Schlechte Vorbereitung, chaotischer Ablauf: Bei den Wahlen zum Berliner Abgeordnetenhaus und zu den Bezirksverordnetenversammlungen zeichnet sich eine Wiederholung ab. Das wurde bei einer ersten Verhandlung des Verfassungsgerichts deutlich.

Der Berliner Verfassungsgerichtshof hält nach einer vorläufigen Einschätzung eine komplette Wiederholung der Wahlen zum Berliner Abgeordnetenhaus sowie der Bezirksverordnetenversammlungen für erforderlich. Bei einer ersten Anhörung des Gerichts zu den Wahlpannen im Jahr 2021 sagte Gerichtspräsidentin Ludgera Selting, eine "vollständige Ungültigkeit" der Wahl komme in Betracht.

In einer Mitteilung vom Mittwoch erläuterte das Gericht seine erste Einschätzung, die auf der Prüfung von schriftlich ausgetauschten Argumenten der Beteiligten sowie von Unterlagen beruht. Demnach seien die Wahlen so unzureichend vorbereitet gewesen, dass ihr Gelingen schon vor Beginn in Gefahr war, heißt es. Wahlfehler, etwa durch falsche oder fehlende Stimmzettel, gab es nach Ansicht des Gerichts nicht nur während des Wahltags. Schon die unzureichende Vorbereitung einer Wahl sei als Wahlfehler zu werten.

Gerichtspräsidentin Selting betonte, es habe sich um Präsenzwahlen gehandelt. Das bedeute, dass alle die Wahlberechtigten die Möglichkeiten haben müssten, im Wahllokal zu wählen. Die Briefwahl stelle lediglich eine Alternative dar. Es sei jedoch zu unzumutbar langen Wartezeiten vor den Wahllokalen, zur zeitweisen Schließung von Wahllokalen und zur Austeilung von zu wenig oder falschen Stimmzetteln gekommen.

Gericht: Fehler mutmaßlich mandatsrelevant

Es hätten "teilweise chaotische" Zustände geherrscht, viele Wahllokale seien "völlig überlastet" gewesen, so der Verfassungsgerichtshof. Zudem habe ein Teil der Wählenden ihre Stimme abgegeben, während bereits erste Hochrechnungen in der Presse veröffentlicht wurden.

All diese Fehler seien nach einer vorläufigen Einschätzung mandatsrelevant gewesen - sie hatten nach Einschätzung des Gerichts also Auswirkungen auf die Zusammensetzung des Parlaments und die Verteilung der Mandate. Wohl nur durch eine komplette Wahlwiederholung könne ein verfassungskonformer Zustand herbeigeführt werden. Maßgeblich verantwortlich für das Gelingen der Wahl sei die Landeswahlleitung, die eine Kontroll- und Koordinierungspflicht habe.

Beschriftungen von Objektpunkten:
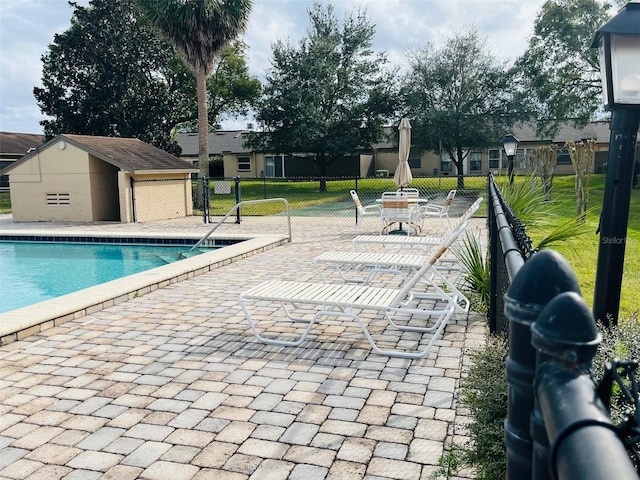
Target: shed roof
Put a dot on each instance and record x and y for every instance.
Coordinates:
(18, 144)
(128, 154)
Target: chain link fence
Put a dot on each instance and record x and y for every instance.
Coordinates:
(311, 199)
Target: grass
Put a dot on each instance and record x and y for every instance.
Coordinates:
(582, 254)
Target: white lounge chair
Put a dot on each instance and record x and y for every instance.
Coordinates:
(363, 210)
(431, 210)
(396, 208)
(344, 300)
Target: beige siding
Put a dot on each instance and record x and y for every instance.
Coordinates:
(162, 200)
(58, 173)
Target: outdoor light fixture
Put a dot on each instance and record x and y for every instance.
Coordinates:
(618, 43)
(510, 144)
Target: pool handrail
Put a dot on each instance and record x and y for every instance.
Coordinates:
(236, 207)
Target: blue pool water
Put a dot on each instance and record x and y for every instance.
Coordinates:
(32, 272)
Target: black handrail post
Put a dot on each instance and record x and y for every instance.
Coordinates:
(538, 281)
(584, 442)
(237, 192)
(493, 260)
(205, 199)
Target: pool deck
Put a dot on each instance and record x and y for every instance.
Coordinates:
(168, 382)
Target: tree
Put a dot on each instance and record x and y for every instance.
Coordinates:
(543, 159)
(109, 74)
(231, 91)
(559, 74)
(199, 30)
(581, 154)
(457, 96)
(330, 95)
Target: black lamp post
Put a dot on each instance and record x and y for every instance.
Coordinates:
(618, 42)
(510, 144)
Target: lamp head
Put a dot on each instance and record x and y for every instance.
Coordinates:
(618, 44)
(510, 144)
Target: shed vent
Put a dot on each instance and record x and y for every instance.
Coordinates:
(58, 199)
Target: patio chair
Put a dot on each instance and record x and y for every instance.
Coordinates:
(437, 211)
(362, 267)
(396, 208)
(396, 243)
(363, 211)
(352, 301)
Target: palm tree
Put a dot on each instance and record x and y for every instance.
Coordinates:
(199, 30)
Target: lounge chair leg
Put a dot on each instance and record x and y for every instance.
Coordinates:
(273, 341)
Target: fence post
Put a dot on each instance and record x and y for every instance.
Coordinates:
(205, 199)
(543, 276)
(237, 192)
(584, 442)
(493, 260)
(133, 200)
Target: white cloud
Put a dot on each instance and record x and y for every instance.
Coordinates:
(28, 26)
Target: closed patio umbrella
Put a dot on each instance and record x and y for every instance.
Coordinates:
(403, 176)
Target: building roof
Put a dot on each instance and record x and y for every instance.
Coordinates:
(128, 154)
(220, 142)
(15, 145)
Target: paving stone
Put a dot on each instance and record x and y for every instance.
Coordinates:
(341, 470)
(244, 464)
(122, 472)
(180, 454)
(299, 433)
(162, 470)
(50, 472)
(215, 455)
(425, 451)
(358, 450)
(272, 470)
(388, 468)
(100, 438)
(146, 454)
(123, 445)
(308, 472)
(53, 454)
(95, 461)
(20, 469)
(396, 451)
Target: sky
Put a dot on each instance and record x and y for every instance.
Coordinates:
(27, 28)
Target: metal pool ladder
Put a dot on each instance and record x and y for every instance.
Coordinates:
(235, 209)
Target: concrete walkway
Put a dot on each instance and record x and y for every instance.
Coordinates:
(173, 385)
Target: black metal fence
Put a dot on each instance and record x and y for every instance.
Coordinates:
(558, 422)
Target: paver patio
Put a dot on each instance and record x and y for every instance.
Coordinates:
(173, 385)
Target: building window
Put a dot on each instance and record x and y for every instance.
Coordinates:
(563, 157)
(244, 164)
(58, 198)
(475, 162)
(446, 165)
(494, 158)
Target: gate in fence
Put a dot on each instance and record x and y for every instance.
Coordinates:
(558, 423)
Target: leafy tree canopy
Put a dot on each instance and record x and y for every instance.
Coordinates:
(457, 96)
(110, 74)
(329, 95)
(559, 74)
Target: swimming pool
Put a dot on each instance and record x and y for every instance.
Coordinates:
(32, 272)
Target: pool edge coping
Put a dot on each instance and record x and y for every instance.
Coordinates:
(23, 322)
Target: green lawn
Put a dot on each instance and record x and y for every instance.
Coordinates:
(582, 254)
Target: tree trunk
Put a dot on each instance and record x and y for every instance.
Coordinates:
(459, 163)
(203, 131)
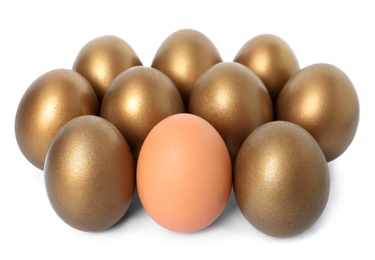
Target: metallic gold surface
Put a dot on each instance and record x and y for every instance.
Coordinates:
(234, 100)
(322, 99)
(281, 179)
(102, 59)
(184, 173)
(183, 57)
(137, 100)
(271, 59)
(89, 174)
(50, 101)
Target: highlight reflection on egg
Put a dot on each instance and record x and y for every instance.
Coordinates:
(234, 100)
(184, 56)
(137, 100)
(322, 99)
(271, 59)
(102, 59)
(89, 174)
(51, 100)
(184, 173)
(281, 179)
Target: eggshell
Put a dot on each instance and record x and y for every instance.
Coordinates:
(50, 101)
(271, 59)
(102, 59)
(281, 179)
(184, 173)
(184, 56)
(137, 100)
(234, 100)
(89, 174)
(322, 99)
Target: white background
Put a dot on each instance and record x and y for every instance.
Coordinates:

## AUFGABEN:
1. Gib den Text über die Berliner Wahlpannen von "Gericht: Fehler mutmaßlich" bis einschließlich "und Koordinierungspflicht habe." noch einmal wieder und tausche dabei "Landeswahlleitung" gegen "Landeswahlbehörde" aus.
2. Wiederhole aus der Liste die Zeilen von der Zeile mit "Target: pool edge coping" bis einschließlich zum Ende der Liste, ohne die Bilder.

## ANTWORTEN:
1.
Gericht: Fehler mutmaßlich mandatsrelevant

Es hätten "teilweise chaotische" Zustände geherrscht, viele Wahllokale seien "völlig überlastet" gewesen, so der Verfassungsgerichtshof. Zudem habe ein Teil der Wählenden ihre Stimme abgegeben, während bereits erste Hochrechnungen in der Presse veröffentlicht wurden.

All diese Fehler seien nach einer vorläufigen Einschätzung mandatsrelevant gewesen - sie hatten nach Einschätzung des Gerichts also Auswirkungen auf die Zusammensetzung des Parlaments und die Verteilung der Mandate. Wohl nur durch eine komplette Wahlwiederholung könne ein verfassungskonformer Zustand herbeigeführt werden. Maßgeblich verantwortlich für das Gelingen der Wahl sei die Landeswahlbehörde, die eine Kontroll- und Koordinierungspflicht habe.

2.
Target: pool edge coping
Put a dot on each instance and record x and y for every instance.
Coordinates:
(23, 322)
Target: green lawn
Put a dot on each instance and record x and y for every instance.
Coordinates:
(582, 254)
Target: tree trunk
Put a dot on each instance and record x and y for every instance.
Coordinates:
(459, 163)
(203, 131)
Target: metallic gold surface
Put a dot on each instance and record x and y for every instance.
Coordinates:
(234, 100)
(322, 99)
(281, 179)
(102, 59)
(184, 173)
(183, 57)
(137, 100)
(271, 59)
(89, 174)
(50, 101)
Target: highlight reflection on egg
Put a dot on each instance and record x and y for every instance.
Coordinates:
(234, 100)
(184, 56)
(137, 100)
(322, 99)
(271, 59)
(102, 59)
(89, 174)
(51, 100)
(184, 173)
(281, 179)
Target: eggshell
Put a dot on each instance and record x and y for every instance.
Coordinates:
(50, 101)
(271, 59)
(102, 59)
(281, 179)
(184, 173)
(184, 56)
(137, 100)
(234, 100)
(89, 174)
(322, 99)
Target: white background
Put a dot on each instance and record x and y for every instance.
Coordinates:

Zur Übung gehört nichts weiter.